[Image-grounded pointing data]
- - - -
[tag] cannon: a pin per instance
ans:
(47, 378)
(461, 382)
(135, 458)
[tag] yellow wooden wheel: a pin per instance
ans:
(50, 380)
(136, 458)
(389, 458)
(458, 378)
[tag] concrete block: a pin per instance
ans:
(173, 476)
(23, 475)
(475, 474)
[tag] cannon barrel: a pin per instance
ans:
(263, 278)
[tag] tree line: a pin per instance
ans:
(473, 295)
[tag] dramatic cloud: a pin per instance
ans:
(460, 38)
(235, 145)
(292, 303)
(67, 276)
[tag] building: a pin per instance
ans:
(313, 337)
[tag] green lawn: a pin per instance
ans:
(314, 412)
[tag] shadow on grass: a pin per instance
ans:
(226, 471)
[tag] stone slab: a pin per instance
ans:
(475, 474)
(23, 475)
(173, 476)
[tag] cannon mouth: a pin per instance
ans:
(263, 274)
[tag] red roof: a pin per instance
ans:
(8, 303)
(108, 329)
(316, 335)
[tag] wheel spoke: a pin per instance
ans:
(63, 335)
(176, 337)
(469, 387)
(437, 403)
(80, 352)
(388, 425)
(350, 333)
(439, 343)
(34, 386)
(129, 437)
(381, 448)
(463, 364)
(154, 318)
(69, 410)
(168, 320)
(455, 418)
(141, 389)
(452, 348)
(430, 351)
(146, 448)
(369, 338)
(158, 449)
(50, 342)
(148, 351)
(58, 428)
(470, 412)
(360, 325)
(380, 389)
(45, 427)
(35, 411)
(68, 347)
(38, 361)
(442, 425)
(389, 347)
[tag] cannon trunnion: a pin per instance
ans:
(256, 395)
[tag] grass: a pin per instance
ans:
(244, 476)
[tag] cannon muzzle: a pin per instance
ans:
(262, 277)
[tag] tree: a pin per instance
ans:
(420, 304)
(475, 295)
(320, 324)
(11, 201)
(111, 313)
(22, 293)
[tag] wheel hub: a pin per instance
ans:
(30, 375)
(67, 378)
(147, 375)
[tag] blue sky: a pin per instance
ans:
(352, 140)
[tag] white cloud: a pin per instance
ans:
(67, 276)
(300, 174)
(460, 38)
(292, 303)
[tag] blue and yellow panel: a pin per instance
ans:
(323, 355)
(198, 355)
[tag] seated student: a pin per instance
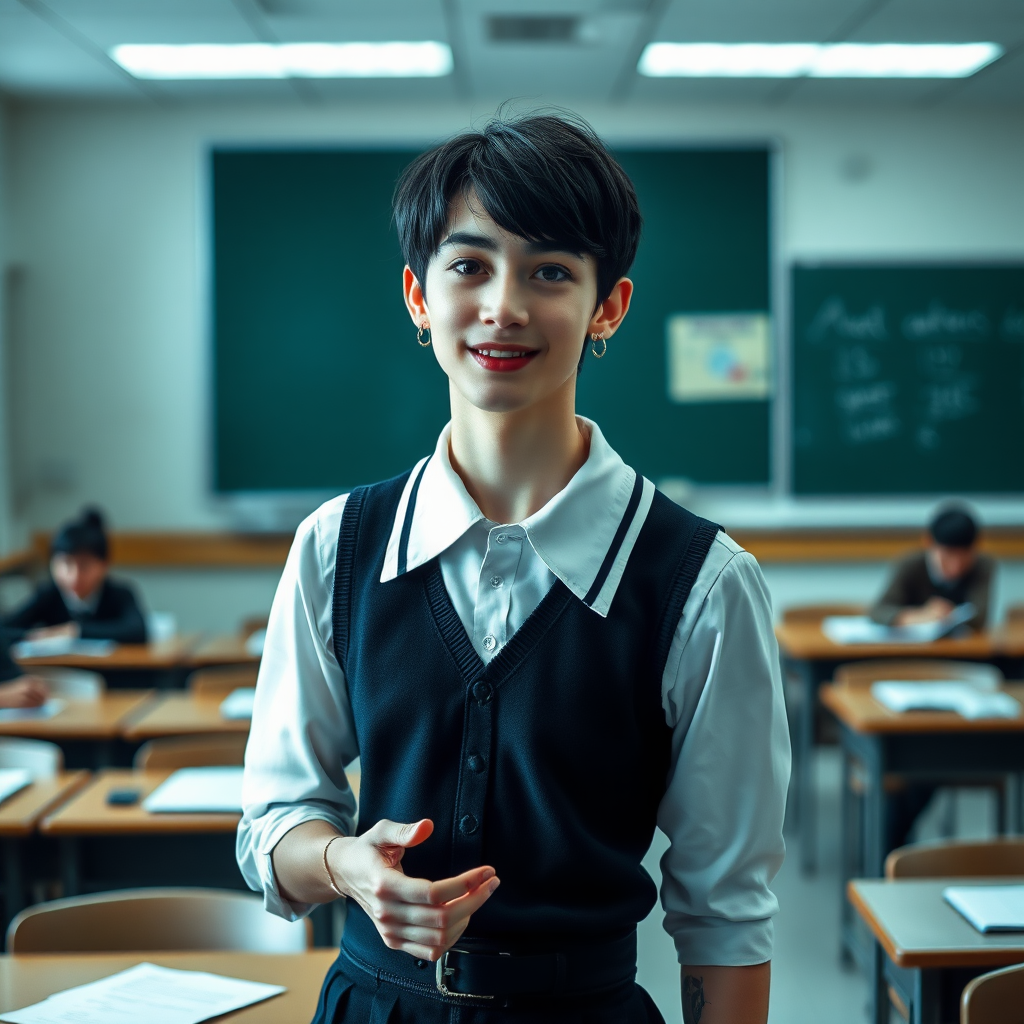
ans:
(928, 585)
(80, 599)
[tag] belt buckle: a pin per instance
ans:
(443, 971)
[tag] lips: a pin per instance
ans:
(502, 358)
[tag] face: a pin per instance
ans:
(80, 574)
(952, 562)
(509, 316)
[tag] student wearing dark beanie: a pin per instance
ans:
(79, 599)
(929, 584)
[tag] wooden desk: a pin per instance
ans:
(96, 720)
(924, 947)
(26, 979)
(179, 714)
(221, 650)
(18, 816)
(134, 847)
(811, 657)
(920, 744)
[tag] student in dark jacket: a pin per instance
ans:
(80, 599)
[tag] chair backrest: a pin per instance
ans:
(76, 684)
(43, 760)
(137, 920)
(192, 752)
(815, 612)
(222, 681)
(989, 858)
(996, 997)
(865, 673)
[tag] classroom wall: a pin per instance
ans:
(105, 228)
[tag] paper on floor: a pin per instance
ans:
(46, 710)
(198, 790)
(239, 704)
(966, 699)
(145, 992)
(989, 908)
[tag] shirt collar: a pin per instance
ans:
(584, 535)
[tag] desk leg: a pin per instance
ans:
(69, 865)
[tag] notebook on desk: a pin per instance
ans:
(861, 629)
(989, 908)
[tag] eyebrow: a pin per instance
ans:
(539, 247)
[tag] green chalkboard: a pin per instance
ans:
(907, 379)
(318, 383)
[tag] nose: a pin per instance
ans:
(503, 302)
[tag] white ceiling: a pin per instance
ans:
(58, 47)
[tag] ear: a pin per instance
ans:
(415, 301)
(612, 310)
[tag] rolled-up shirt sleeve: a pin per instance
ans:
(725, 801)
(302, 734)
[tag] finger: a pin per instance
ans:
(444, 890)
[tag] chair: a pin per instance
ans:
(815, 612)
(143, 920)
(996, 997)
(192, 752)
(220, 682)
(43, 760)
(997, 857)
(75, 684)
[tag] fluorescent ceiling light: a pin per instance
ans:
(210, 60)
(816, 59)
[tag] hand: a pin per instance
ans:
(421, 918)
(27, 691)
(71, 630)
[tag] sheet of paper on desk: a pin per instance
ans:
(46, 710)
(12, 780)
(190, 791)
(239, 704)
(989, 908)
(860, 629)
(966, 699)
(58, 646)
(145, 992)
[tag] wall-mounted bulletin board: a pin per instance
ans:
(318, 383)
(908, 379)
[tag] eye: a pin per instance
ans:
(553, 272)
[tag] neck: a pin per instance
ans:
(513, 463)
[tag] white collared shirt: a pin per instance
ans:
(722, 692)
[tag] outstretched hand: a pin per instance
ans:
(421, 918)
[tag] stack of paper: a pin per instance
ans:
(860, 629)
(989, 908)
(965, 698)
(58, 646)
(11, 780)
(239, 704)
(145, 992)
(46, 710)
(190, 791)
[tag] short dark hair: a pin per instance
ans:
(84, 536)
(541, 176)
(953, 526)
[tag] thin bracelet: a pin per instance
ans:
(327, 866)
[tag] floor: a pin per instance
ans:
(809, 985)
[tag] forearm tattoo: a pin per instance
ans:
(693, 999)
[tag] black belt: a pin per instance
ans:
(489, 970)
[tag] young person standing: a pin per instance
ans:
(537, 656)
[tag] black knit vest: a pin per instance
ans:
(549, 763)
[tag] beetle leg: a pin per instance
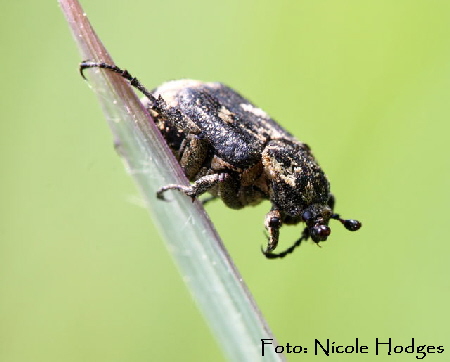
- - - -
§ **WORK ITEM**
Among the lines above, which hold the word "ceiling"? Report each one.

§ **YOUR RESPONSE**
[tag] white ceiling: a pin per instance
[tag] fluorescent ceiling light: a pin per instance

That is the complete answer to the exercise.